**EXERCISE PROMPT**
Identify the line that contains "like [461, 254]." in the material. Output it and every line after it, unchanged, through the end.

**********

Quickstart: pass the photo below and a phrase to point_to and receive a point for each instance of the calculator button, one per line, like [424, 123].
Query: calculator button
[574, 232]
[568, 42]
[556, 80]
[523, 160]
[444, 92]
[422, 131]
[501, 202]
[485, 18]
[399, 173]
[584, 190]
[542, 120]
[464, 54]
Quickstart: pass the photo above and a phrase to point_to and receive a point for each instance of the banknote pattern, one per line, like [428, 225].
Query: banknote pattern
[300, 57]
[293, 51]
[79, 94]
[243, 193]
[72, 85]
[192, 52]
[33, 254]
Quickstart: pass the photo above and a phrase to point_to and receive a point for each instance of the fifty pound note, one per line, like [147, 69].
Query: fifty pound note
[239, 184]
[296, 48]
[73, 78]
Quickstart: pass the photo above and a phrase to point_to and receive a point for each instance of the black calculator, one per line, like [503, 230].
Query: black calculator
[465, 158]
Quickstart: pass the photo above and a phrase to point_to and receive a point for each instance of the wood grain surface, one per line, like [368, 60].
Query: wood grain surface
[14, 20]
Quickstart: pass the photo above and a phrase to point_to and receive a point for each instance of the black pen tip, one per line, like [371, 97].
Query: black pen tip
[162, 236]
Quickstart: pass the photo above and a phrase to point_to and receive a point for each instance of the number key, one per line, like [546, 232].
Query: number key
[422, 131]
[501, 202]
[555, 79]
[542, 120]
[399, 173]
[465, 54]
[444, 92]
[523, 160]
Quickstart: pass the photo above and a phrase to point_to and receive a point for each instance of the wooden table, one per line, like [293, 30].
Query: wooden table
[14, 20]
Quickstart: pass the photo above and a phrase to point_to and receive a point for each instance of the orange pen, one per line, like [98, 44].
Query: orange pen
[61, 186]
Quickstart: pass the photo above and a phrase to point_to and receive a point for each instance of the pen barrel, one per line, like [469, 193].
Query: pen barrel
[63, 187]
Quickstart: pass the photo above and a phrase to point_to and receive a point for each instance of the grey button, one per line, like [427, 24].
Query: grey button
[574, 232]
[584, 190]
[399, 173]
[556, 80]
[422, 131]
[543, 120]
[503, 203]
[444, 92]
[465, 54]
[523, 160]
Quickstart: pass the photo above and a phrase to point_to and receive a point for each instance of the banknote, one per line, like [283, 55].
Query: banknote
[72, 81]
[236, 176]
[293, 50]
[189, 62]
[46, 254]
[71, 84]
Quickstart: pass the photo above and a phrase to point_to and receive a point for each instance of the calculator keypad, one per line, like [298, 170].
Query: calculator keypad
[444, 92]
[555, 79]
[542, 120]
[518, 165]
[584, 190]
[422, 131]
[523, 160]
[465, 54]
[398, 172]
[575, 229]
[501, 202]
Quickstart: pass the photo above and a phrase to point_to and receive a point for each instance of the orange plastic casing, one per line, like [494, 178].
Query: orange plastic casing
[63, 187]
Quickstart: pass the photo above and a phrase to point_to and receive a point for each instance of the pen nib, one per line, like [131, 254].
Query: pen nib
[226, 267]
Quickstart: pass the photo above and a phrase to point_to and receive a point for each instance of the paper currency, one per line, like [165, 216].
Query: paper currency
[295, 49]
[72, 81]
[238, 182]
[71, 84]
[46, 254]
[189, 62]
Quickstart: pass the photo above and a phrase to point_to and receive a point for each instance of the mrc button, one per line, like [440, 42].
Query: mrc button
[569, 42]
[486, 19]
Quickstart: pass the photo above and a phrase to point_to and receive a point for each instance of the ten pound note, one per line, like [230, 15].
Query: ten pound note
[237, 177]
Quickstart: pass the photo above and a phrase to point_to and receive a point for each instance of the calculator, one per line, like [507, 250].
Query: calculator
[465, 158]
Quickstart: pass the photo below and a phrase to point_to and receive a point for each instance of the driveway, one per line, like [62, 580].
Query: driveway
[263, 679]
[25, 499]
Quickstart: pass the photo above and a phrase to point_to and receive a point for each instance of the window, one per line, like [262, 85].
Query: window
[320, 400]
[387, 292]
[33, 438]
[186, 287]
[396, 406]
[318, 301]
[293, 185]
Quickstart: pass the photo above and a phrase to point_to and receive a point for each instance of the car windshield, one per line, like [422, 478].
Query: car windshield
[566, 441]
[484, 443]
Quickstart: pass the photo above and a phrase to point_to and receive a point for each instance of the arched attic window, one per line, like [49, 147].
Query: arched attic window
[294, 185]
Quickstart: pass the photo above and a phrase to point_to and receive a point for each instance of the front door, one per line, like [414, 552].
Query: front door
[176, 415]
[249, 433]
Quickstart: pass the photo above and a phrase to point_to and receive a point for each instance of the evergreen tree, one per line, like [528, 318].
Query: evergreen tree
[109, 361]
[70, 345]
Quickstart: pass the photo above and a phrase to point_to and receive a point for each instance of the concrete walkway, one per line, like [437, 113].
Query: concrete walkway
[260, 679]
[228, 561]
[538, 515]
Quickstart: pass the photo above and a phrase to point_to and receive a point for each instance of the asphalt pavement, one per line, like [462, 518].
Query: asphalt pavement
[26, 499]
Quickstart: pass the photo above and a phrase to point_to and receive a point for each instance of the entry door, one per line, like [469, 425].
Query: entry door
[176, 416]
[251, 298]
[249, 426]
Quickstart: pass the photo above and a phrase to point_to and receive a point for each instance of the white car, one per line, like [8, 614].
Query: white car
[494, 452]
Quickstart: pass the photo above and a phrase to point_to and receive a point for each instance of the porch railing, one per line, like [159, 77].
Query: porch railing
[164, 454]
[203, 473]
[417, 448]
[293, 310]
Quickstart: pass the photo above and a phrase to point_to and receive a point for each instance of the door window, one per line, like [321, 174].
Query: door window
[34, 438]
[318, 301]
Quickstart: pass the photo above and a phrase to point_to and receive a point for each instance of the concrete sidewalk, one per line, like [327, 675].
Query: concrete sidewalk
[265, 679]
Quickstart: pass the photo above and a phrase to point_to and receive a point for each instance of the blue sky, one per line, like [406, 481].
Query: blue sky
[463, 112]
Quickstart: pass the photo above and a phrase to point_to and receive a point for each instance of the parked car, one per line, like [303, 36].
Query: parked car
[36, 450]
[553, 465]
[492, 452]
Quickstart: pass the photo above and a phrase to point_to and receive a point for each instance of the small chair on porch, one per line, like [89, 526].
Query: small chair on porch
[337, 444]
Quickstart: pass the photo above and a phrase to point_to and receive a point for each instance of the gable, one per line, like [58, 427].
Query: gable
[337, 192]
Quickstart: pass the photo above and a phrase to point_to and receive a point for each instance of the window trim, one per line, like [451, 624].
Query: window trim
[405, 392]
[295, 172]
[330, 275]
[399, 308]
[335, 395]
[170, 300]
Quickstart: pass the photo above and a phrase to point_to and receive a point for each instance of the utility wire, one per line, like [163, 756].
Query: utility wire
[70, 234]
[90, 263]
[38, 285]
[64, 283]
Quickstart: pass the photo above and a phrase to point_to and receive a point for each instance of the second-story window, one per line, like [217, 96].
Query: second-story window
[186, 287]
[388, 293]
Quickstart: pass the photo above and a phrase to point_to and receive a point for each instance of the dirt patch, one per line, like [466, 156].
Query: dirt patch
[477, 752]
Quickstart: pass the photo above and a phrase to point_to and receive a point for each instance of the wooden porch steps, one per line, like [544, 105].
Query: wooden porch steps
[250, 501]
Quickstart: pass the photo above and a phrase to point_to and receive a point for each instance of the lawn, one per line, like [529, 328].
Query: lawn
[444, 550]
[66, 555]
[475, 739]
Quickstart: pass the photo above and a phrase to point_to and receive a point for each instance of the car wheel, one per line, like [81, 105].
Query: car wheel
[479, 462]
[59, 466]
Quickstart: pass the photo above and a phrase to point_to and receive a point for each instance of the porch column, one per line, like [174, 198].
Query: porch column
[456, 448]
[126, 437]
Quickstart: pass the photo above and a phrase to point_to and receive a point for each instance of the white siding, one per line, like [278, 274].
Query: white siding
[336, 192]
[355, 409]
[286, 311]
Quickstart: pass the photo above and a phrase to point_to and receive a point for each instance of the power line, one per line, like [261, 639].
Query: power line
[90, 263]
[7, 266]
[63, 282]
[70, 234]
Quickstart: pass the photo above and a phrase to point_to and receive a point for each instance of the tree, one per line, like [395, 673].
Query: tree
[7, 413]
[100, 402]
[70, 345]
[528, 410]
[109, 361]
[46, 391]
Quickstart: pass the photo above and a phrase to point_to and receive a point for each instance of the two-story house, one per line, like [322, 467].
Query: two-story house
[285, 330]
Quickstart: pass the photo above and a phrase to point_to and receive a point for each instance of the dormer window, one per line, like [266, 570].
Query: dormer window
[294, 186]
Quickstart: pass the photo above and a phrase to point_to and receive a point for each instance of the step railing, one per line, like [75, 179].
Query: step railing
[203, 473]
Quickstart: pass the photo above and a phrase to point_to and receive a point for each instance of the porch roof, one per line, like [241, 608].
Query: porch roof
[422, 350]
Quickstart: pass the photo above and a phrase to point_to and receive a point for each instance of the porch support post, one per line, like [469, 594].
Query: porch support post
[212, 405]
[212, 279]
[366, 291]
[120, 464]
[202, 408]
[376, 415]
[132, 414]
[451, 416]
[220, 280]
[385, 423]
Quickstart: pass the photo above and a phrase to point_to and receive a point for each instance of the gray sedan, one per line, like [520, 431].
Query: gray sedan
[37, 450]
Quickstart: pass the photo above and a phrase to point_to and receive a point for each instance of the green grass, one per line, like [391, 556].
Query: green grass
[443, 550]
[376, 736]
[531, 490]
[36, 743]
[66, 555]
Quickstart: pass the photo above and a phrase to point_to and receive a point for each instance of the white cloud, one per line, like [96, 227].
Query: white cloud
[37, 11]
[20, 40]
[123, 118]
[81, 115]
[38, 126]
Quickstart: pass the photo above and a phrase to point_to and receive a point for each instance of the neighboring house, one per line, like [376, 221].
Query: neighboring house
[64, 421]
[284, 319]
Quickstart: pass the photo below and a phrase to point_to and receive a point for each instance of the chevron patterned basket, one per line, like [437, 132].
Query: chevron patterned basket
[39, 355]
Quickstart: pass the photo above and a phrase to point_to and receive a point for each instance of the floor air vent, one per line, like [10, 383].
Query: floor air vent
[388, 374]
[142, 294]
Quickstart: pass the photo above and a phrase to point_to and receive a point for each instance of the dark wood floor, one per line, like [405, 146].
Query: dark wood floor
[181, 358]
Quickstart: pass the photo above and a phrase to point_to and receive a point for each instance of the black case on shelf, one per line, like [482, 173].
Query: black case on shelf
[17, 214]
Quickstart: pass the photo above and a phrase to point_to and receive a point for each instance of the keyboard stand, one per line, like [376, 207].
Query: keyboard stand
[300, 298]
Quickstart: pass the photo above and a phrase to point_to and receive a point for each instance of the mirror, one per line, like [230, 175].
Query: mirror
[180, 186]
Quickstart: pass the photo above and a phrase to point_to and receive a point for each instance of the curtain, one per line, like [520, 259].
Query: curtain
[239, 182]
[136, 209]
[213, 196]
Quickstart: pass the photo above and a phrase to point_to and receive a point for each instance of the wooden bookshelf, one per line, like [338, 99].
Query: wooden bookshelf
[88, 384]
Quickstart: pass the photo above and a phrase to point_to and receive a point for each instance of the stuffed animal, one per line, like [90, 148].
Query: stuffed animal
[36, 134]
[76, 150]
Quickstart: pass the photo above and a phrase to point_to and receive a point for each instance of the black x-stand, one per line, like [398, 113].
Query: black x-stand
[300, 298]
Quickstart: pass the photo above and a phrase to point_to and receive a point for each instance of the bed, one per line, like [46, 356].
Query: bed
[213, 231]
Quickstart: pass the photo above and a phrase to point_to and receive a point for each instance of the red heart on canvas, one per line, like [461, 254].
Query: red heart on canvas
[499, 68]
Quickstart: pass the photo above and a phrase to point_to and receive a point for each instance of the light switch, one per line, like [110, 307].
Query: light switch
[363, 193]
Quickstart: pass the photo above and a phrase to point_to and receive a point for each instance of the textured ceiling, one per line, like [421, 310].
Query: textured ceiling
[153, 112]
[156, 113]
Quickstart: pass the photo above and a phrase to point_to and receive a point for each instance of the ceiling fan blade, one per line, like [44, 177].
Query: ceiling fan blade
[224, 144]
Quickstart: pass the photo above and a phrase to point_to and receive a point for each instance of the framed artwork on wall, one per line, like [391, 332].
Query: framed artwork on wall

**********

**FINISHED ANSWER**
Quickstart: pass the photo above and a phrase to point_to and receive a point for each instance of the red heart on canvas, one per line, like [461, 254].
Query: red heart on canvas
[499, 68]
Quickstart: pass the photo above and a phrase to point_to and receive a point for each instance of the light switch, one per line, like [110, 307].
Query: light switch
[363, 193]
Quickstart: pass the photo above and a phrase to point_to and receive a point for each instance of the textured ceiling, one per line, like [421, 310].
Query: textured ceiling
[153, 112]
[156, 113]
Quickstart: pass the photo above and a phrase to point_to and receive a point for each instance of the ceiling fan blade, one per line, like [44, 177].
Query: ceiling fan blade
[224, 144]
Quickstart: pass the photo above and a phrase to point_to and receive a point for each instance of the framed artwork on wall, one per line, like [391, 332].
Query: framed artwork on wall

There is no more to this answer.